WHAT YOU WILL DO: Everything from the line containing "Mark the orange-tinted" to the last line of the records must be returned verbatim; nothing else belongs in the output.

>> START MATERIAL FOR THE TASK

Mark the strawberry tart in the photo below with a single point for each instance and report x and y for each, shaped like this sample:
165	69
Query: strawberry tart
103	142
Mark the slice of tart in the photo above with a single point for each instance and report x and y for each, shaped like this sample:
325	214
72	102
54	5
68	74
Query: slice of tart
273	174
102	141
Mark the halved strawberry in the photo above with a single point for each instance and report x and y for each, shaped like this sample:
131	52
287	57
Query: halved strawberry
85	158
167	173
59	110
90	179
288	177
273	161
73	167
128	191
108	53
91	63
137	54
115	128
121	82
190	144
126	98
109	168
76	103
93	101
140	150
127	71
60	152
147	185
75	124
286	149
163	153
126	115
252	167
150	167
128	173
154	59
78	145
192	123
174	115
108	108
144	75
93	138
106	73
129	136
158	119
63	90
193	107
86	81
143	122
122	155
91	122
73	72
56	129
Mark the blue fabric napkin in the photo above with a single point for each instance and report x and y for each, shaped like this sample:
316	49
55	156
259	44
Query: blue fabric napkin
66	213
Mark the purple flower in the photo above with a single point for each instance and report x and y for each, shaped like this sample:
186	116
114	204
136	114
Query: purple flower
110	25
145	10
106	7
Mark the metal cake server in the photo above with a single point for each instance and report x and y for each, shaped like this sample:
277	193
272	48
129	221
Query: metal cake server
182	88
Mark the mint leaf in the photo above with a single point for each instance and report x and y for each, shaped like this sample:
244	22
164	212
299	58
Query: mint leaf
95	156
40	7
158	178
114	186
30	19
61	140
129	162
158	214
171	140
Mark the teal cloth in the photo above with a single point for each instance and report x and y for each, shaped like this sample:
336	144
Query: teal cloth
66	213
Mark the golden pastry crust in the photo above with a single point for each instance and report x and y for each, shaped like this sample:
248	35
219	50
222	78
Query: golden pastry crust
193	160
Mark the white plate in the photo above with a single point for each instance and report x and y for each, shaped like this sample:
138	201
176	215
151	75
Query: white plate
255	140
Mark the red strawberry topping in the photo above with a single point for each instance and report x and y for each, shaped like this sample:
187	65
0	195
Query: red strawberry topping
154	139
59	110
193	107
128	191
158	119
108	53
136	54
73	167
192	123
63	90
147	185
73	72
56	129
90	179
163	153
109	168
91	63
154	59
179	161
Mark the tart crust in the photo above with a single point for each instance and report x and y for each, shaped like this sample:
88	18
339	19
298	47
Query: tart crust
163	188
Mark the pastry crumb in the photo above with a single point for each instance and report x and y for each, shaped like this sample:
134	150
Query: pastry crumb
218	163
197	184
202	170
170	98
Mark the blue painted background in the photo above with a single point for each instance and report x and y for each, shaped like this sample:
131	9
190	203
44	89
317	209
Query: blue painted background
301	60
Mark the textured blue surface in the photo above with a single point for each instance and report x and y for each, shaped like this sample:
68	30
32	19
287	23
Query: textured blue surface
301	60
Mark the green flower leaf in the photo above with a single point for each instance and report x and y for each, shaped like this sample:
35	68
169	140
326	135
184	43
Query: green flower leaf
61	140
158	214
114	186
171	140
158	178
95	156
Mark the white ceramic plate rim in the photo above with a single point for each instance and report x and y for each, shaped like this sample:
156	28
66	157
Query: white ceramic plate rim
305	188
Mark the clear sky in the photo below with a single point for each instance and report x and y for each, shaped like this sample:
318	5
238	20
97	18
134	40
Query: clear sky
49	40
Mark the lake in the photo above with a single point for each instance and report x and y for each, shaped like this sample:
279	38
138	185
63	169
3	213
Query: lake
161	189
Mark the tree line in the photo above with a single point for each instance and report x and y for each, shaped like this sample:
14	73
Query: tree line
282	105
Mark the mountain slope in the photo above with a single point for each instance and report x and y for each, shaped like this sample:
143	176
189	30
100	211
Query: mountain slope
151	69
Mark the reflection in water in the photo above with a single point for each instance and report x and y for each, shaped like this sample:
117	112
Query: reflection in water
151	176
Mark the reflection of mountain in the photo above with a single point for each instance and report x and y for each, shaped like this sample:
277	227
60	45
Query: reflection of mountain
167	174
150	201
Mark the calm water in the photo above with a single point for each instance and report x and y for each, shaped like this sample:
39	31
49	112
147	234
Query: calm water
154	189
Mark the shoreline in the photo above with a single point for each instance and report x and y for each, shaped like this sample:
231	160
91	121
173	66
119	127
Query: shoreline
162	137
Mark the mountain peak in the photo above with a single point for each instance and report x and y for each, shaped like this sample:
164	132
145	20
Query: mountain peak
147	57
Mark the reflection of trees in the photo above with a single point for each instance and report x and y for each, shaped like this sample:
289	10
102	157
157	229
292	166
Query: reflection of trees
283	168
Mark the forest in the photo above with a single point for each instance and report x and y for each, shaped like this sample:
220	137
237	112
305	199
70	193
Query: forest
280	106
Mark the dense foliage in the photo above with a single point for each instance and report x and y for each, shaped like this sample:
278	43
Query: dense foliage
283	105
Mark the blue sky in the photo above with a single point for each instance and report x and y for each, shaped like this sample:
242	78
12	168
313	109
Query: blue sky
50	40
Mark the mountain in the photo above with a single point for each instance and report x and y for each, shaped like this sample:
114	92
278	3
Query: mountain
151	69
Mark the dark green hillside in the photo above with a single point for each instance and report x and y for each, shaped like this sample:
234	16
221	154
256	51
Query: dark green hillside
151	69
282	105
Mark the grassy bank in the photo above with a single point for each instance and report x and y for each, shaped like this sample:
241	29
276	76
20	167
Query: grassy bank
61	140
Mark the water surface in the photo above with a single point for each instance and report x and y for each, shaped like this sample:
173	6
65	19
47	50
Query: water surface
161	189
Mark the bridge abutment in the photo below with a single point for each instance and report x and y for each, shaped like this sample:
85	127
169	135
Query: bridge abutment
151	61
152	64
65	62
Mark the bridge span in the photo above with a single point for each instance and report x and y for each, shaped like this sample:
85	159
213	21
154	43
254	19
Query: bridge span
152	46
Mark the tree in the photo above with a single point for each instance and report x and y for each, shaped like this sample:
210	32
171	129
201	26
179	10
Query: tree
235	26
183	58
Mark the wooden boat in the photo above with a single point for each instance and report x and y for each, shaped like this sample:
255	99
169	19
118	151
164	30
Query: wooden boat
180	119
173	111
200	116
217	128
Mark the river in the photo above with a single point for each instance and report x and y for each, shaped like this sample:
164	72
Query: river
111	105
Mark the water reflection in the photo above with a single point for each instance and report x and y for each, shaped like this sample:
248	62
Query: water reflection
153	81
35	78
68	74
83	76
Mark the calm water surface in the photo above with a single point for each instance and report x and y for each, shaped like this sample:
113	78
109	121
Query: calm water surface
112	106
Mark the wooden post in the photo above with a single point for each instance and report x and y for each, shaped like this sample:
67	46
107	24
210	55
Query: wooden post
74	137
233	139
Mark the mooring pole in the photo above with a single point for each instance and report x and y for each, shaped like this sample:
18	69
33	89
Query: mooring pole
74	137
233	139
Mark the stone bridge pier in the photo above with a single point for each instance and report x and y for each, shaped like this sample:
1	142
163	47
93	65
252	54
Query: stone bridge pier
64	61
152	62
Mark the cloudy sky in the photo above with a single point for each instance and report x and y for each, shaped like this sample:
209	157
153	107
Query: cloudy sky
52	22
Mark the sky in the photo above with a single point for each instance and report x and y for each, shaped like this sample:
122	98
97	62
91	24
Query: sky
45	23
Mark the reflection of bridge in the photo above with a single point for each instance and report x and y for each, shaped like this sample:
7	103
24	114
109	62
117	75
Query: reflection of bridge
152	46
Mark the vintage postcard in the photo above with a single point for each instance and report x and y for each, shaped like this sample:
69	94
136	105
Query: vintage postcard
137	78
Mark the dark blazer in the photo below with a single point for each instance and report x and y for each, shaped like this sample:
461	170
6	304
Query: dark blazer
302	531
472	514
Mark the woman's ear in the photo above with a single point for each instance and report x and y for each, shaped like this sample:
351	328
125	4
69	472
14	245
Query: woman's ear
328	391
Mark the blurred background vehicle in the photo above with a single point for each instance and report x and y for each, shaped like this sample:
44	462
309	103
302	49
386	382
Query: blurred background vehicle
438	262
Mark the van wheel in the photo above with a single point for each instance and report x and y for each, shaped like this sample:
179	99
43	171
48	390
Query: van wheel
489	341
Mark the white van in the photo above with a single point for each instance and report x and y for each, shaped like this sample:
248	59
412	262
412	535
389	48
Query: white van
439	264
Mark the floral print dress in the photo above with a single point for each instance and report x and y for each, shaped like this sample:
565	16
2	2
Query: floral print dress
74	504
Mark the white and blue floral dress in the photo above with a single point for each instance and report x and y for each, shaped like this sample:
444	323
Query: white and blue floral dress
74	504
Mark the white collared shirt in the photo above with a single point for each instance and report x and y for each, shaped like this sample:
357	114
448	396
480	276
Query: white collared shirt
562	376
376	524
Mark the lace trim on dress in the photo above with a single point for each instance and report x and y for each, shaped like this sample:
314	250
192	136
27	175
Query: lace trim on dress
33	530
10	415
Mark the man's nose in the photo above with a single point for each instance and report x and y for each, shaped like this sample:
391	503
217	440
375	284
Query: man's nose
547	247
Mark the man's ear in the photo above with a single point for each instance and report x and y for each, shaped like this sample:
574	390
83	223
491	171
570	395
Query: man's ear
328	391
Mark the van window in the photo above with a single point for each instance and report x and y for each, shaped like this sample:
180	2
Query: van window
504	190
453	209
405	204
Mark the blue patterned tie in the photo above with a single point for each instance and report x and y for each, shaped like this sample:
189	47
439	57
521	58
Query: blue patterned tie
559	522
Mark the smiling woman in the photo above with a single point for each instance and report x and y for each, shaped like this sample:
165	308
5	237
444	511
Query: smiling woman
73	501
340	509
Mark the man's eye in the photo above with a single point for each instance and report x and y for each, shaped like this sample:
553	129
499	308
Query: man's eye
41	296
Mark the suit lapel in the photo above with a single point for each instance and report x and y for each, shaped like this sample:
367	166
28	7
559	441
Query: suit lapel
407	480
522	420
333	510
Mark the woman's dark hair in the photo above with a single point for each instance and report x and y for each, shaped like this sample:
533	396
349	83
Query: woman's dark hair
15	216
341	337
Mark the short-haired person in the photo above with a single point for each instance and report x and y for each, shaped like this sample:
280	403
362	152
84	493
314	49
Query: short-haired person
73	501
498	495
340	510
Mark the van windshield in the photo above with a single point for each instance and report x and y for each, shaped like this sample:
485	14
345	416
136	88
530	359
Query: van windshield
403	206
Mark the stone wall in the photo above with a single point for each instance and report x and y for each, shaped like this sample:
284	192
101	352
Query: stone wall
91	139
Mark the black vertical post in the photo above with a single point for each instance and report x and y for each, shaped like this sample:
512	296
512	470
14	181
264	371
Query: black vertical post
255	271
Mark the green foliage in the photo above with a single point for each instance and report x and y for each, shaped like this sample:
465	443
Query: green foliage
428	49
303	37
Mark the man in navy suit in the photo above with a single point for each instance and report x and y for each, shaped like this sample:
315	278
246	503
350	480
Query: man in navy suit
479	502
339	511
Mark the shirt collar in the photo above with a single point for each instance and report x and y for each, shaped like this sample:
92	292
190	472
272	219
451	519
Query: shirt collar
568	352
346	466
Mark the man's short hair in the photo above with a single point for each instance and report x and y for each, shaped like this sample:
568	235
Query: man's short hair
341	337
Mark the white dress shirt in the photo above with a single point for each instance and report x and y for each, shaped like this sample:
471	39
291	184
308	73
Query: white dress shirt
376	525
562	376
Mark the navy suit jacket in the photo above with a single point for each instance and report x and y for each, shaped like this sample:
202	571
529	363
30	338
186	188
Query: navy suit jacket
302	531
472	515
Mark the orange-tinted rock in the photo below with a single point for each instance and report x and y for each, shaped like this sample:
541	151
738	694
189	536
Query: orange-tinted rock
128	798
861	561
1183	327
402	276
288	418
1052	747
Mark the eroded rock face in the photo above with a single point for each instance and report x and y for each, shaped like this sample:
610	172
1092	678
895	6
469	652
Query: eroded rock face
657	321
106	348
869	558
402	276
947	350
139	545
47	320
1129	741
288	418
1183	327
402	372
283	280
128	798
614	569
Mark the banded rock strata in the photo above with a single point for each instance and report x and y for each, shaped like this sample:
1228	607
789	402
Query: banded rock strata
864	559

>> END MATERIAL FOR THE TASK

SOLUTION:
Mark the orange-tinted rock in the photo below with a single point for each instance and report x and y for each, shaped like this sample:
541	151
738	694
189	536
Query: orange-tinted rock
128	798
861	561
1183	327
402	276
288	418
1052	747
Mark the eroded rock face in the photo above with a single point for each instance and report x and y for each, shaped like this sample:
610	172
1092	678
895	6
469	652
Query: eroded rock face
657	321
106	348
869	558
402	276
947	350
139	545
47	320
1129	741
288	418
1183	327
402	372
283	280
128	798
614	569
Mark the banded rock strata in the photo above with a single point for each instance and report x and y for each, shaped like this sample:
1228	607
789	402
Query: banded rock strata
864	559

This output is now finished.